▸ **Stated goal 1**
Name every occupation listed in the Anudi Gunasekara profile.
▸ **Stated goal 2**
Revise the stretch of the Anudi Gunasekara profile from "Sri Lankan model (born" through "Sri Lanka 2024.", swapping "beauty queen" for "pageant titleholder".

▸ **Text provided**
--

- Born: November 7, 1999 (age 26) Anuradhapura, Sri Lanka
- Education: Anuradhapura Central College University of Kelaniya
- Occupations: Model; Social Activist; TV Presenter; Radio Host;
- Height: 171 cm (5 ft 7 in)
- Awards: Soorya Top 40 - The Most Inspirational Youth of the Year (2025) ; Soorya Top 40 - Youth Winner for the North Central Province (2025); Vanithabhimani - Most Popular Woman of the Year (2025); Iconic Awards - Hall of Fame Award (2025); Headliner of the Year Award - Derana Calin Aya Pranama Awards (2025); Special Appreciation Award - Calin Popular Awards (2025); Personality for the Year (2025) - LMD Magazine; Most Popular & Exceptional Young Female International Representative of Sri Lanka - UKQA T Awards 2025-26 ;
- Beauty pageant titleholder
- Title: Miss World Sri Lanka 2024
- Major competitions: Miss World Sri Lanka 2024 (Winner, Best in Evening Wear, Miss Popular); Miss World 2025 (Unplaced) Top 24 Finalist - Talent, Top 20 Finalist - Head to Head Challenge, Runners Up Asia - Multimedia Challenge;

= Anudi Gunasekara =

Sri Lankan model (born 1999)

Anudi Gunasekara (Sinhala: අනුදි ගුණසේකර, born 7 November 1999) is a Sri Lankan model, social activist, and beauty queen who was crowned Miss World Sri Lanka 2024.

--

▸ **Recorded information**
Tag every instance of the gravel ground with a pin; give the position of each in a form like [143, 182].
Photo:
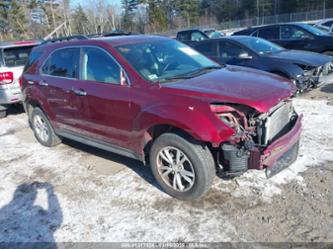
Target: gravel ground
[77, 193]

--

▸ **Exercise response 1**
Model, Social Activist, TV Presenter, Radio Host

▸ **Exercise response 2**
Sri Lankan model (born 1999)

Anudi Gunasekara (Sinhala: අනුදි ගුණසේකර, born 7 November 1999) is a Sri Lankan model, social activist, and pageant titleholder who was crowned Miss World Sri Lanka 2024.